## Task prompt
Copy out every line below that contains the word "tight".

═════ Listed records ═════

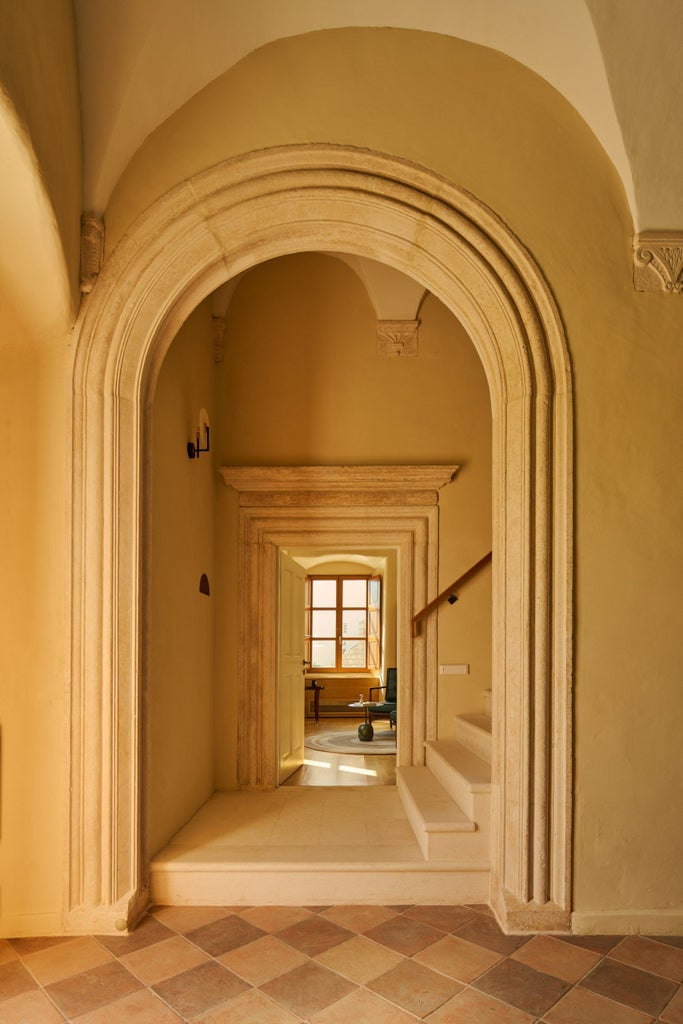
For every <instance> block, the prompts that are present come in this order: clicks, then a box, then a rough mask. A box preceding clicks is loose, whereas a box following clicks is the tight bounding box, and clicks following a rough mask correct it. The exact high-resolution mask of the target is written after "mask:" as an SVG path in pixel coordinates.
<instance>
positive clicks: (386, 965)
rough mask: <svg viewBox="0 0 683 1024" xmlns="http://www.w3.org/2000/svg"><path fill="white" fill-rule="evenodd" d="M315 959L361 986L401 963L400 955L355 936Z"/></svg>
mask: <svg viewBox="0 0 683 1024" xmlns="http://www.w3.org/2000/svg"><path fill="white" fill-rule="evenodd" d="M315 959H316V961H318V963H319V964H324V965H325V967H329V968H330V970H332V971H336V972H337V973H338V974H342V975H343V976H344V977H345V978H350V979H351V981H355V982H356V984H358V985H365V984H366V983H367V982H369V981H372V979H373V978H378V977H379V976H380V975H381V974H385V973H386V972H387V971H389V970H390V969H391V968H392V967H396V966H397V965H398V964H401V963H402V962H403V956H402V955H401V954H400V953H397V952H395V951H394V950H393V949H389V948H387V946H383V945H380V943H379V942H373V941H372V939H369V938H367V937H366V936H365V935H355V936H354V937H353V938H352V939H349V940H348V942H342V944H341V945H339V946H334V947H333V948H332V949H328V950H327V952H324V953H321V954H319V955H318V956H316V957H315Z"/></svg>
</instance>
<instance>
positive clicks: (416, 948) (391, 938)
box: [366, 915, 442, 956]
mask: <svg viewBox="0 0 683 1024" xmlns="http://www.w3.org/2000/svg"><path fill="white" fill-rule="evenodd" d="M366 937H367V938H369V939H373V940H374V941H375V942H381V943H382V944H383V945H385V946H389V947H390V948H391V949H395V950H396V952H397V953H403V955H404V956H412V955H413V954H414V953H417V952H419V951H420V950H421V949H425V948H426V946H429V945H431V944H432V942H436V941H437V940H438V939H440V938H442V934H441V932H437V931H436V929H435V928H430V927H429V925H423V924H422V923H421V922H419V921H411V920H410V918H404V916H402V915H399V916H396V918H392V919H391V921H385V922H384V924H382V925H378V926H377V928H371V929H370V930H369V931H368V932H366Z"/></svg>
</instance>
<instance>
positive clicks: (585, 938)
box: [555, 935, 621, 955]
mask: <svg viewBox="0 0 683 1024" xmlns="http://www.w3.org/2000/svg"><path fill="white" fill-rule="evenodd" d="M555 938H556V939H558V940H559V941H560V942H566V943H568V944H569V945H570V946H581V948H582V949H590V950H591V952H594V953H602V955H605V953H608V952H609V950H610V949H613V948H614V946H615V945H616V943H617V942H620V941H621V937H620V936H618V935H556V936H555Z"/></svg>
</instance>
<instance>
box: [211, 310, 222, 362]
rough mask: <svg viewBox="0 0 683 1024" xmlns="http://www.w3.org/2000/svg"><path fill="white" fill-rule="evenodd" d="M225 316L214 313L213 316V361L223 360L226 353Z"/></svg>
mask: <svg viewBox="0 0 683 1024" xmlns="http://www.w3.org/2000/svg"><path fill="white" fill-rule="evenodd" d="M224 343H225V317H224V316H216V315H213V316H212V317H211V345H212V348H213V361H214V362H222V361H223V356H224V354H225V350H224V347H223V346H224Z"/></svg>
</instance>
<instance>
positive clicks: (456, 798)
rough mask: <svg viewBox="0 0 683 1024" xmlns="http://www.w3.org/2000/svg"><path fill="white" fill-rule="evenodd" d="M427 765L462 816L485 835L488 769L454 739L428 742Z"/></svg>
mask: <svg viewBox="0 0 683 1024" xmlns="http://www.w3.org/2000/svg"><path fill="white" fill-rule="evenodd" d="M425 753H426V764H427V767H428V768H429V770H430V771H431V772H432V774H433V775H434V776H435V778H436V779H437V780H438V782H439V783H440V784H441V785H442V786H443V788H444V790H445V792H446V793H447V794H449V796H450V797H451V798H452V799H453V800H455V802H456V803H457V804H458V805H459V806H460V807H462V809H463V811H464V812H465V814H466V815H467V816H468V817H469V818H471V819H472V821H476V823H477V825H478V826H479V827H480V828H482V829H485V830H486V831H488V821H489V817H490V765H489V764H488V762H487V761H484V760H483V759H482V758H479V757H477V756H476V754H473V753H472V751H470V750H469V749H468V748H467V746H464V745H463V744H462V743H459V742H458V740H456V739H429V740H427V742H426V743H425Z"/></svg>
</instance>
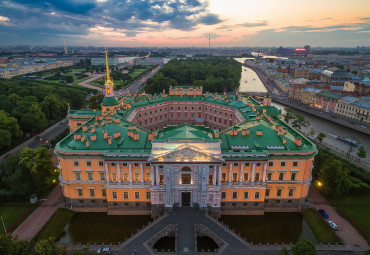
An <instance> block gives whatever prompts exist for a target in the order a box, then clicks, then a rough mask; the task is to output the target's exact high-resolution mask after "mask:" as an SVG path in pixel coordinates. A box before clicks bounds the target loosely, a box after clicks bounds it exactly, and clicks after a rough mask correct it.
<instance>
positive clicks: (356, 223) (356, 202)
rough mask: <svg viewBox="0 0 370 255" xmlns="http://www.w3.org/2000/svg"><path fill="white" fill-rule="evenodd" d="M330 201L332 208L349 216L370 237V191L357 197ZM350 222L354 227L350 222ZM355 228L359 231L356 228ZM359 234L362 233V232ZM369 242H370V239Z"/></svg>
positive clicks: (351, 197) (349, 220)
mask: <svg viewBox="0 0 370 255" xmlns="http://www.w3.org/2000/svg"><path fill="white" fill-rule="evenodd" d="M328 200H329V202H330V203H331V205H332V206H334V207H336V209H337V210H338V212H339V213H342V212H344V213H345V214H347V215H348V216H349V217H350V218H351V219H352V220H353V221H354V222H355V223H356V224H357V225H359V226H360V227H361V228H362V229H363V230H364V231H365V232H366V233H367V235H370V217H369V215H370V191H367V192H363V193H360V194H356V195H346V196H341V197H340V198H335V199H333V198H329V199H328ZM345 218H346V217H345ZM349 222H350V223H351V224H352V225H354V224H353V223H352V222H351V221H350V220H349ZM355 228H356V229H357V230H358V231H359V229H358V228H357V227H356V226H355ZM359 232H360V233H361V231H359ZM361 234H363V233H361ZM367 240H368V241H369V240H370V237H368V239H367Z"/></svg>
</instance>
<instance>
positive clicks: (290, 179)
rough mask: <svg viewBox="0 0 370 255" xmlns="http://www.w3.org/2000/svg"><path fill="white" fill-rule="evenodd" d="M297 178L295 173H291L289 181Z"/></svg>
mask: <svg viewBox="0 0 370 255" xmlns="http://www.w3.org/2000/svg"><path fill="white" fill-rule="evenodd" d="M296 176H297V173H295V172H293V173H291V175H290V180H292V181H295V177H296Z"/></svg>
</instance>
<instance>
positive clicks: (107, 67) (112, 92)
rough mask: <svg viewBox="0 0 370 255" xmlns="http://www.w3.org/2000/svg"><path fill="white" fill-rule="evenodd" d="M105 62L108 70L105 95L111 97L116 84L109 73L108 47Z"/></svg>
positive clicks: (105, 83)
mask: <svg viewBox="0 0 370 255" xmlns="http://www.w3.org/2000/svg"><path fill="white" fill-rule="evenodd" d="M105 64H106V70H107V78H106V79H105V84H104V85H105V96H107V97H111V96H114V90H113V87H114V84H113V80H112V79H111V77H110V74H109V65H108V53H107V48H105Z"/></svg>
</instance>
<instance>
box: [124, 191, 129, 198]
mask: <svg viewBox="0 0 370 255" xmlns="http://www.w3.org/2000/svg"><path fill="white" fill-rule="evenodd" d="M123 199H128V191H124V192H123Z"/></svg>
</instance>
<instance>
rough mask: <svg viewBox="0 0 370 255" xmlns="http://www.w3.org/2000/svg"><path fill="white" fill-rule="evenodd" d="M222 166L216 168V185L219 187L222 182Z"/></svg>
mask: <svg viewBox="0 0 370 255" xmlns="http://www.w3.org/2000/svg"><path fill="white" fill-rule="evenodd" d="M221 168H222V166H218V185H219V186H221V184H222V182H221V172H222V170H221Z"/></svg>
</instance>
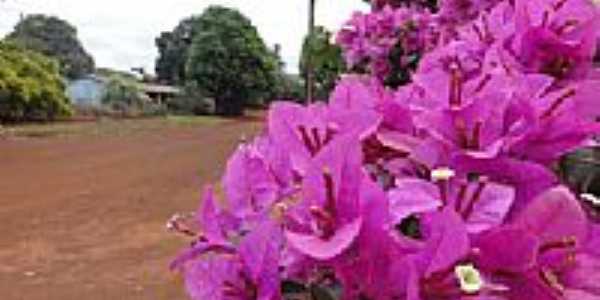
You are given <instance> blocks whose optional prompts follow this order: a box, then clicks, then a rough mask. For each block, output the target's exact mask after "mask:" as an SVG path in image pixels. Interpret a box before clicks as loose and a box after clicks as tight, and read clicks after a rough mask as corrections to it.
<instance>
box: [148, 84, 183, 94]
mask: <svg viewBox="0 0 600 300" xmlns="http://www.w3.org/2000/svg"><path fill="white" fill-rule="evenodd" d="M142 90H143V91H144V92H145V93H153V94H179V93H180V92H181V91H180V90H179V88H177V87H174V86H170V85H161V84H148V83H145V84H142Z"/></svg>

═════
═════ Listed records ═════

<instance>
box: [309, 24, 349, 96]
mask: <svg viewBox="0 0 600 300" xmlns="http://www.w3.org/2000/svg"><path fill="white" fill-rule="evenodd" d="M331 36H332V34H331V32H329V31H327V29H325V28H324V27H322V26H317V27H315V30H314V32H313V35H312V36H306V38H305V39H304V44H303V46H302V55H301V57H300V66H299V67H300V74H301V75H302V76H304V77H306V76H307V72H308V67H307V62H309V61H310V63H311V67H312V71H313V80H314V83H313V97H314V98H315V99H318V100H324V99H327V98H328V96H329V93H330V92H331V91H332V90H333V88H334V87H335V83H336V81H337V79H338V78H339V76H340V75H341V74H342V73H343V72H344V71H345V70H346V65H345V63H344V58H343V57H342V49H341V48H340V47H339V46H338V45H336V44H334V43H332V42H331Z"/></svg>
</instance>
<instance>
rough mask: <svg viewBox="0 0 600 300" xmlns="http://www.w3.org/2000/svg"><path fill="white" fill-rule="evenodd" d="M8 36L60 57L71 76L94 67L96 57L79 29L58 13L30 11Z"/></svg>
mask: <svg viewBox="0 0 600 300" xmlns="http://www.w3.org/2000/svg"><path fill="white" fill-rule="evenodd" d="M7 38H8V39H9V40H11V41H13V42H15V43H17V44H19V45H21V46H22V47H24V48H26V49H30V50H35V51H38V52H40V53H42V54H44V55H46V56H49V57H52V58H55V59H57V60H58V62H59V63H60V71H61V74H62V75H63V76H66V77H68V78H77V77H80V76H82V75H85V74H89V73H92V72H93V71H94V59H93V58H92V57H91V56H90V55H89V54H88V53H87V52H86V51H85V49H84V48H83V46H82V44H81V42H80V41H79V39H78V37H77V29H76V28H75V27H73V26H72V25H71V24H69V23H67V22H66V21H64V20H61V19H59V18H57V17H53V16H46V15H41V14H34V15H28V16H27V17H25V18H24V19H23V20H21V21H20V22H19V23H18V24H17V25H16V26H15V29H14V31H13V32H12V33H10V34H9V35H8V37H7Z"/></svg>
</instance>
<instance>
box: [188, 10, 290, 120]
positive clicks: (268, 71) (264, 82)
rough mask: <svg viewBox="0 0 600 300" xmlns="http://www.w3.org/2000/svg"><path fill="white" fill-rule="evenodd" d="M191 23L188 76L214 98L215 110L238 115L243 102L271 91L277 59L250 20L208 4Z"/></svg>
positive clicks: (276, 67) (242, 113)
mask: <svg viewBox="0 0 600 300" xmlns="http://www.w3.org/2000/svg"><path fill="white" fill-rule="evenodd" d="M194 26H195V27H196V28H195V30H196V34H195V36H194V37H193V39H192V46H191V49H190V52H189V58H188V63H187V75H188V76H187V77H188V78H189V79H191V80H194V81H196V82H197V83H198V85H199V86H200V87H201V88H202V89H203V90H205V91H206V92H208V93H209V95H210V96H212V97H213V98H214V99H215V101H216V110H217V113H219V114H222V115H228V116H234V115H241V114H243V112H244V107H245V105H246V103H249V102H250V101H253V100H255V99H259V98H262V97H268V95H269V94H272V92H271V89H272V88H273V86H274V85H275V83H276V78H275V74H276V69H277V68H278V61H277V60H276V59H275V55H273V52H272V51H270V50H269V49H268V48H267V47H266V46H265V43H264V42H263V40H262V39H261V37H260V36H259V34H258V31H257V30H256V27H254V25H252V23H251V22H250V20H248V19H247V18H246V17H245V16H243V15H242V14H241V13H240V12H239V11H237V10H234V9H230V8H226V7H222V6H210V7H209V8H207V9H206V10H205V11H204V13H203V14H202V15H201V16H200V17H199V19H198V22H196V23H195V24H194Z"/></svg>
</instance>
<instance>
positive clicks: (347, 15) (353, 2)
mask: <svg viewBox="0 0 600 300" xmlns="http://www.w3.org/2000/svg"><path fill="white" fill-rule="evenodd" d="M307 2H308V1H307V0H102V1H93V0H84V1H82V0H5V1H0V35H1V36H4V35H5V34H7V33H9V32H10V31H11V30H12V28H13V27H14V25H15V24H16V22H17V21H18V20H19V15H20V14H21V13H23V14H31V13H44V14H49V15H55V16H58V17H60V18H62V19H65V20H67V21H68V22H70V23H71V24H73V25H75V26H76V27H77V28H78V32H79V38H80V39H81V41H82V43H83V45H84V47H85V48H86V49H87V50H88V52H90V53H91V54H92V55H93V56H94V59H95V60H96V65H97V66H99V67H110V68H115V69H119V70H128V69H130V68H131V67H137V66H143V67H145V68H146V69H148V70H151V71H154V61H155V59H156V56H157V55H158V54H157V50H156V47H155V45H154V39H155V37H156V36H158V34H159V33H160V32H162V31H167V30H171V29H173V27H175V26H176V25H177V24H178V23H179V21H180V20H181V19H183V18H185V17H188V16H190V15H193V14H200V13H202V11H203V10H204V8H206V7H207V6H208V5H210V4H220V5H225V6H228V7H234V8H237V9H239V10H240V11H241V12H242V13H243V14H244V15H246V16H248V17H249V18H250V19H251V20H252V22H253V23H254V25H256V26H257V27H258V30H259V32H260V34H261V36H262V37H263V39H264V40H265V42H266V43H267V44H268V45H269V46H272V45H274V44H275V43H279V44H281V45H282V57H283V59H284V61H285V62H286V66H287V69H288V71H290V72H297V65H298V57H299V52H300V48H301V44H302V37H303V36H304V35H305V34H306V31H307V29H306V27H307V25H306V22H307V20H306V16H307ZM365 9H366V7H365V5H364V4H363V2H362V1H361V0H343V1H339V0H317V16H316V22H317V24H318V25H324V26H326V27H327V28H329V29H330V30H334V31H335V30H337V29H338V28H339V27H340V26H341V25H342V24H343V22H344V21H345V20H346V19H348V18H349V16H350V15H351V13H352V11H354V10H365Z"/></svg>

═════

## Result
For every <instance> block, the prompts that are present come in this order: clicks, then a box, then a rough mask. A box preceding clicks is loose, whereas a box following clicks is the tight bounding box, and clicks following a rough mask correct it. The exact high-resolution mask of the target is written after "mask:" as an SVG path in pixel coordinates.
You are given <instance> blocks whose optional prompts follow this order: a box, then clicks, then a rough mask. For each block, output the target's exact mask after "mask:" as an SVG path in image pixels. Interpret a box before clicks as loose and a box after clicks as tight, and read clicks after a rough mask as corrections to it.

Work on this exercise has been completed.